---- RECORD LIST
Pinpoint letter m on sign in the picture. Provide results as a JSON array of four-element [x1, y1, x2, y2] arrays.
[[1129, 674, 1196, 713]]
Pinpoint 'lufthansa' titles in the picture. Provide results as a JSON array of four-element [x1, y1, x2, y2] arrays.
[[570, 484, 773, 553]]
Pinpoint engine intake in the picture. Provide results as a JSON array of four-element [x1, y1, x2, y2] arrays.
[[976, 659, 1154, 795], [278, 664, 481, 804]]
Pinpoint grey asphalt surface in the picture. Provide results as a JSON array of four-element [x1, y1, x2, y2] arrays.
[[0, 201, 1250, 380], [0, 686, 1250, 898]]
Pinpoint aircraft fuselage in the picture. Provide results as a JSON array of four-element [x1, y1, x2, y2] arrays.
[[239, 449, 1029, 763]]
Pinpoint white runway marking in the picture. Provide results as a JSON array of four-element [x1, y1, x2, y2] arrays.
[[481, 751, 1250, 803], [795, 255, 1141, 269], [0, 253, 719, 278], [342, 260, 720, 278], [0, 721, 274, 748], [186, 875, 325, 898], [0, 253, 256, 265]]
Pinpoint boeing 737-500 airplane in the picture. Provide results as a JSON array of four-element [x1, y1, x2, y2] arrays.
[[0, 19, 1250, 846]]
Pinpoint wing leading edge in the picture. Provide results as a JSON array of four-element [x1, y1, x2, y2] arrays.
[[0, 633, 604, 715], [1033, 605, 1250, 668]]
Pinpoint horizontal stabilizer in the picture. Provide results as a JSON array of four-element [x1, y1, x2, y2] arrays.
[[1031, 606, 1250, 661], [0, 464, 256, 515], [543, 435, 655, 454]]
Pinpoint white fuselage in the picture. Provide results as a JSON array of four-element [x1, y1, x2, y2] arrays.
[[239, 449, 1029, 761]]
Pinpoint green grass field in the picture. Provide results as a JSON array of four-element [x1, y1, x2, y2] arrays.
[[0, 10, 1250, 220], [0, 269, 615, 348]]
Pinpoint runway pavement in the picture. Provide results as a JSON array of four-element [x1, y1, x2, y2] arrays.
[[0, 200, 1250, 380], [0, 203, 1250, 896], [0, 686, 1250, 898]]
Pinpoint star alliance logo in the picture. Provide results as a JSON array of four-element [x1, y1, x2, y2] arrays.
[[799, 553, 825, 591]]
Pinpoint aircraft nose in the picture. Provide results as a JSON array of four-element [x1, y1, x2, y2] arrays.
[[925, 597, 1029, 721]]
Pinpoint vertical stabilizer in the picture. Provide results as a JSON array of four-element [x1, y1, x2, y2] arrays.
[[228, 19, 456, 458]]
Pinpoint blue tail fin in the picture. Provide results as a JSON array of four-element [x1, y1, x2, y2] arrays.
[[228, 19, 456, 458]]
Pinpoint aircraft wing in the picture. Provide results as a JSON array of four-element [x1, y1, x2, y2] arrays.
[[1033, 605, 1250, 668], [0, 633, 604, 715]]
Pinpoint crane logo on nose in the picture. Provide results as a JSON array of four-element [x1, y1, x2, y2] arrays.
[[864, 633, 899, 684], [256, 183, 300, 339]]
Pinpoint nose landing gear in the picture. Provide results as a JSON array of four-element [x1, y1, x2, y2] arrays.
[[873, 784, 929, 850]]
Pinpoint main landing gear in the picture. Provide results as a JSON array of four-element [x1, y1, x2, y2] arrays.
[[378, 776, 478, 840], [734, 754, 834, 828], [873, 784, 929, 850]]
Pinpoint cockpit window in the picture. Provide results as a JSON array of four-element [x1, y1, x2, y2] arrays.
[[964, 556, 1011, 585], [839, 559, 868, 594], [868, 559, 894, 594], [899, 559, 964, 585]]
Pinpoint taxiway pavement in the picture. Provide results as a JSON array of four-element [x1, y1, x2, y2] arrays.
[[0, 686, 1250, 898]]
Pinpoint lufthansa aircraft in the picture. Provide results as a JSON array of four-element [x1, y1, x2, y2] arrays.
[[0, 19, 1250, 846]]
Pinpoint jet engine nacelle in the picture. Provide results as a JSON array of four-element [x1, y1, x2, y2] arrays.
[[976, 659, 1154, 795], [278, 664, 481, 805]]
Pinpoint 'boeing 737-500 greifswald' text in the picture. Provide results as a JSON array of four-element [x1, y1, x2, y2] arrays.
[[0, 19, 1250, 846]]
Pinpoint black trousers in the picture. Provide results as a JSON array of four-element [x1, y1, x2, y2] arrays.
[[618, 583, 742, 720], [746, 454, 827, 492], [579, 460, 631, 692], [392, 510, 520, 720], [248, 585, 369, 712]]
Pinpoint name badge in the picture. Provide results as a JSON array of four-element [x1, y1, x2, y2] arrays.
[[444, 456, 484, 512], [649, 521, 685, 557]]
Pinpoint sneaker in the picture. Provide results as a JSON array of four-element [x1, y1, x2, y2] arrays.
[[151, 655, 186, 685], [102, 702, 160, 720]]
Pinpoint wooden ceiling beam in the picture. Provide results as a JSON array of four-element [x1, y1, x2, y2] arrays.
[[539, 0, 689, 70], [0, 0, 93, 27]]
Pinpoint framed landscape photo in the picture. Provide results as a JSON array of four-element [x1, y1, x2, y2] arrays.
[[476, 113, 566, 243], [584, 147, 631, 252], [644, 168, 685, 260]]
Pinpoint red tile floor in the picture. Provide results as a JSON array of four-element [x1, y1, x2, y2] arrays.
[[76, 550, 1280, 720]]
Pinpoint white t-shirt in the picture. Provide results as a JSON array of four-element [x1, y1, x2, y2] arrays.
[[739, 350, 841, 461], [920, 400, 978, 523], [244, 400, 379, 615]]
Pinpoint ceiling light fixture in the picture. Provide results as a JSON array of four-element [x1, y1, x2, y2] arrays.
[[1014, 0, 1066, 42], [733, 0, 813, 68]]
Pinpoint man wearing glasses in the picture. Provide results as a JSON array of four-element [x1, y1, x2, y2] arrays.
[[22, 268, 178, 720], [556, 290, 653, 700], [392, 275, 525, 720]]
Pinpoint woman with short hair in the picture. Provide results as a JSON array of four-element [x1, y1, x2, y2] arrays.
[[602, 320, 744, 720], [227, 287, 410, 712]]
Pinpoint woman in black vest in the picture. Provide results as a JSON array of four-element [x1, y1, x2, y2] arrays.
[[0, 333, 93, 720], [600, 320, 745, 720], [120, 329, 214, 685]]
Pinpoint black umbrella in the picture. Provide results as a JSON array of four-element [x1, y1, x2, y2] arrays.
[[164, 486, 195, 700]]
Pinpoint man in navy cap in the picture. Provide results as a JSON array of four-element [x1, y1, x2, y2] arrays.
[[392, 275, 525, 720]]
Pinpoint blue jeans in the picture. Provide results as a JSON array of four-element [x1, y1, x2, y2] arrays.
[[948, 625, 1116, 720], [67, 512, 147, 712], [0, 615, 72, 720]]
--------
Pick out every line of the records that contains the string "aircraft", matching case exactly.

Pinpoint aircraft fuselage in the picture. Provide results as a JSON array of four-element [x1, y1, x2, y2] arrays.
Pinpoint aircraft nose in the picture. Provide results as a JSON array of four-element [x1, y1, x2, y2] arrays.
Pinpoint aircraft wing in the picture. Provide results as a JSON array of four-element [x1, y1, x2, y2] arrays.
Pinpoint lufthansa aircraft in the picture. Provide results as a JSON array of four-element [x1, y1, x2, y2] arrays.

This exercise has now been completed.